--- INFORMATION SUPPLIED ---

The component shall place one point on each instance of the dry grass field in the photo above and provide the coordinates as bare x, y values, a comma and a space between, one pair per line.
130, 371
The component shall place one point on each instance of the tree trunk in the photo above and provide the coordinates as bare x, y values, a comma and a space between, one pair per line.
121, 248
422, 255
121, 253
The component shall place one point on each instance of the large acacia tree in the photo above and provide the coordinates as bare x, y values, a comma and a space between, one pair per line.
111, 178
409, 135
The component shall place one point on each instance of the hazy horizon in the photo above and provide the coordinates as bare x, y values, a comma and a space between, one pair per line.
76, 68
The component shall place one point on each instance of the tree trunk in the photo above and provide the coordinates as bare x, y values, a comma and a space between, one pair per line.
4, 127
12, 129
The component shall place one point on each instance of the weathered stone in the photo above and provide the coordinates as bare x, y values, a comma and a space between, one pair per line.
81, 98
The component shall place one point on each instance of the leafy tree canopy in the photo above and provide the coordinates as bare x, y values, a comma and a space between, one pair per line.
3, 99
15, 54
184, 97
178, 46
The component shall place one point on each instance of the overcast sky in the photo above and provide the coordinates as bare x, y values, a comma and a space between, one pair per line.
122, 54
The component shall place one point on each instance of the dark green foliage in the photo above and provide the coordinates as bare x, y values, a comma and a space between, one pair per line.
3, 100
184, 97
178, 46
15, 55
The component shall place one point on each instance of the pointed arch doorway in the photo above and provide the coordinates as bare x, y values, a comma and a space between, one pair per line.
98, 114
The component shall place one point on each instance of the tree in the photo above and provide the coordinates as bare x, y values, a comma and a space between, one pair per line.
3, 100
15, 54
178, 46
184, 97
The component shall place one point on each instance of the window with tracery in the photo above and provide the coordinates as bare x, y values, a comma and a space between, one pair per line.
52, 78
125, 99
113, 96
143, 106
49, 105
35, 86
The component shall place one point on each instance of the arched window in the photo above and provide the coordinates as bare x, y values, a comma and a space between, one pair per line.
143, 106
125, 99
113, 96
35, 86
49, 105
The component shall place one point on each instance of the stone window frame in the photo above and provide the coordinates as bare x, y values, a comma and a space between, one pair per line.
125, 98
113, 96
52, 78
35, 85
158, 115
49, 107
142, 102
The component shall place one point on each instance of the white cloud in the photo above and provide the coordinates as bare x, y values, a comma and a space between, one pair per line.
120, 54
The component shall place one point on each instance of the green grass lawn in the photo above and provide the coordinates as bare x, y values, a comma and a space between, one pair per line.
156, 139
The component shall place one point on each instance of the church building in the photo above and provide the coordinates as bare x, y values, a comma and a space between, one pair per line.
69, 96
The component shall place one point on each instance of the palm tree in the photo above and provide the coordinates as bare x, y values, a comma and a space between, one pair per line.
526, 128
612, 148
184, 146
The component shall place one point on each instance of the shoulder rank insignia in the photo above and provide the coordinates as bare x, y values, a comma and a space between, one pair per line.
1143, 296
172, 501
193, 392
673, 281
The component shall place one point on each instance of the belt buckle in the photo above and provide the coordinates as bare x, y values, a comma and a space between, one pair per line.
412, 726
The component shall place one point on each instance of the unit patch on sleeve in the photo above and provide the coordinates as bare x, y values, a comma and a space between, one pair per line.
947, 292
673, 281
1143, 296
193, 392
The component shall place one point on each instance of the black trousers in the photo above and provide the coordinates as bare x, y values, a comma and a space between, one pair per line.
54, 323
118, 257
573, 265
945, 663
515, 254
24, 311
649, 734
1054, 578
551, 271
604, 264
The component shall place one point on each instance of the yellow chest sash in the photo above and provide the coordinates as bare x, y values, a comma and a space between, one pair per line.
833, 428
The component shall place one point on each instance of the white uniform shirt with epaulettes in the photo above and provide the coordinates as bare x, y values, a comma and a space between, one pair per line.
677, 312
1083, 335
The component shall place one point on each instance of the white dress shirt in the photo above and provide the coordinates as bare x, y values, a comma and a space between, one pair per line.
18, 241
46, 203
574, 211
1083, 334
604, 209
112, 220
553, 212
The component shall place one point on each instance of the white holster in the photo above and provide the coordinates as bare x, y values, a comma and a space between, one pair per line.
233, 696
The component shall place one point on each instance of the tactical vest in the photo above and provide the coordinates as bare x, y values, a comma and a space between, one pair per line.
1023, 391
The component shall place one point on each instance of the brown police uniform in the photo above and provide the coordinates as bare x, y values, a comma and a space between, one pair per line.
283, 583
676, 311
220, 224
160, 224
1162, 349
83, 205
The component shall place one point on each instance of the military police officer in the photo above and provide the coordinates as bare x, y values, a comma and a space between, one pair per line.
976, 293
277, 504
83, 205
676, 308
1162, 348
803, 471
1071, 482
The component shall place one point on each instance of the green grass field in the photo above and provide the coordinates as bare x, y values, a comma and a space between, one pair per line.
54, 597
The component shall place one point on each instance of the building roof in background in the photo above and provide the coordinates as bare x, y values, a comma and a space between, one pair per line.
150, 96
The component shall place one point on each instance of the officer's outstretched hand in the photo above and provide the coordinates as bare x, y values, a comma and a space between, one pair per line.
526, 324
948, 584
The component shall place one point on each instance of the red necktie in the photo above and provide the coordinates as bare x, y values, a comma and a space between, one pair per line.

---

** PROBLEM **
Above are the records; copy all of them exactly.

** RESULT **
The component shall place one point on each instance of the dry grass field in the photo above and provide the coordinates as bare x, y values, a comma and a space between, one pair per line.
130, 371
The component shall place one point on each instance of the tree trunk in the photo above and provide the coordinates as bare x, y values, a comma and a space between, one pair per line.
121, 248
422, 255
121, 253
The component shall place one point on each instance of the large acacia tree in the photo above and provide the coordinates as bare x, y values, a comma and a space between, one pair per line.
111, 178
409, 135
The component shall place one point on each instance of the hazy horizon in the photo above and provide the coordinates as bare x, y values, a comma and a space between, one pair per line.
76, 68
The component shall place one point on each instance of the tree trunk in the photo above and provide the coordinates as bare x, y values, a comma and a space between, one pair per line.
4, 127
12, 129
The component shall place one point on each instance of the weathered stone in the photo above and provide the coordinates as bare x, y values, a comma and a space between, one pair per line.
81, 98
The component shall place one point on each instance of the leafy tree canopy in the photo above and provide the coordinates as bare x, y values, a comma and a space between, one pair per line.
3, 99
15, 54
184, 97
178, 46
The component shall place one point on each instance of the overcast sky in the photo above and provide the coordinates as bare x, y values, a comma and a space between, one pair per line.
122, 54
The component shall place one point on each instance of the dark green foliage in the photo above and provide the coordinates as bare x, y values, a comma and a space between, one pair per line.
3, 100
184, 97
178, 46
15, 55
The component shall place one point on each instance of the pointed arch doorway in the photo above and provide the coordinates as bare x, y values, a comma and a space between, one pair per line.
98, 114
The component shall place one point on each instance of the tree in the photo above and provide the coordinates as bare x, y values, a comma and a space between, one pair per line.
3, 100
15, 54
178, 46
184, 97
The component shall place one point on each instance of the window with tracery in the photo above and provide the coordinates as bare x, y values, a comma and a space between, one pair per line.
52, 78
125, 99
113, 96
143, 106
49, 105
35, 86
The component shall place one point on each instance of the arched window in the photo above and provide the coordinates as bare x, y values, a comma and a space between, one pair per line.
143, 106
125, 99
113, 96
35, 86
49, 105
The component shall place one point on each instance of the stone window frame in the photo above and provide the coordinates as bare x, y values, a comma and a space between, one pair per line.
125, 98
113, 96
52, 78
35, 85
158, 115
49, 107
142, 102
The component shall place one point on each instance of the white cloud in the photo above and provide the coordinates as bare x, y values, a comma and a space between, one pair per line.
120, 54
The component shall place one point on each instance of the green grass lawn in the photo above and provide the coordinates as bare x, y values, a comma and a space between, one pair per line.
156, 139
The component shall place one point on each instance of the church building in the photo above and provide the coordinates as bare x, y values, a comma and a space between, one pair per line.
69, 96
The component shall place one point on each instance of the palm tree in the photo above and provide the coordinates as bare x, y values, a comma and a space between, one pair per line.
526, 128
612, 148
184, 146
The component shall place one point on each instance of the shoulder rank insignia in the photo above and provide the coordinates as bare x, y values, a comma and a space between, one pair per line.
1143, 296
172, 501
193, 392
673, 281
The component shall place one point on each instance of the belt buckle in the photo above and provide the coordinates as bare x, y values, a comma and a space between, one pair per line.
412, 726
The component shall place one point on each instance of the unit patch on sleeve in the photo above and provide the coordinates as bare x, y values, a comma and a space between, one pair per line.
947, 292
673, 281
1143, 296
193, 392
The component shall place one point on each instance of the black trousers in the photo above and provide the coordinates as bare x, y values, a comma and a space between, one pair per line.
54, 323
118, 257
573, 265
945, 663
515, 254
24, 311
649, 734
1054, 578
551, 271
604, 264
The component shall place one point on each instance of the yellow chest sash in the photo above and provide the coordinates as bare x, y values, a comma and a space between, one pair per line.
833, 428
The component shall place one point on each instance of the white uniform shirt with epaulettes in the photo above and provide the coordinates as bare x, y values, a comma and a space between, one pair per line.
677, 312
1083, 335
The component shall place one point on each instance of the white dress shirt in the photo above and provide the coordinates as bare x, y values, a comma and a space between, one pair per line.
18, 241
46, 203
574, 211
1083, 334
604, 209
112, 220
553, 212
The component shall place one point on each instance of the white holster in the photo above and provide the coordinates as bare x, y values, a comma and a space between, one pair per line.
233, 696
The component shall place one point on each instance of the tactical vest in the photo above and provide the coordinates as bare x, y values, a comma and a space between, one pair per line.
1023, 391
The component shall place one point on each instance of the brown police uniform in the photo above and provide the coordinates as bare x, y values, a comma and a space between, one pair per line.
283, 583
676, 311
220, 224
160, 224
1162, 349
83, 205
The component shall place one point on each instance of the military police officer in the photo above and provide the coordinates as bare x, y values, a comma and a space between, one pair per line.
976, 293
277, 504
83, 205
676, 308
1162, 348
803, 471
1071, 482
The component shall place one point on each instance of the green grass field in the photo above and provide the coordinates as bare x, y values, a comma and a space between, one pair per line.
54, 597
The component shall place one point on each instance of the building roof in background in the photo above and provide the coordinates as bare x, y values, a comma and a space between, one pair per line.
150, 96
The component shall place one point on each instance of the officer's outstretched hand in the photo above and provide the coordinates as bare x, y values, a comma and a space between, one pair per line.
526, 324
948, 584
The component shall place one point on each instance of the red necktie in the photo above and provide the coordinates as bare x, y values, a comma and a space between, one pair per line.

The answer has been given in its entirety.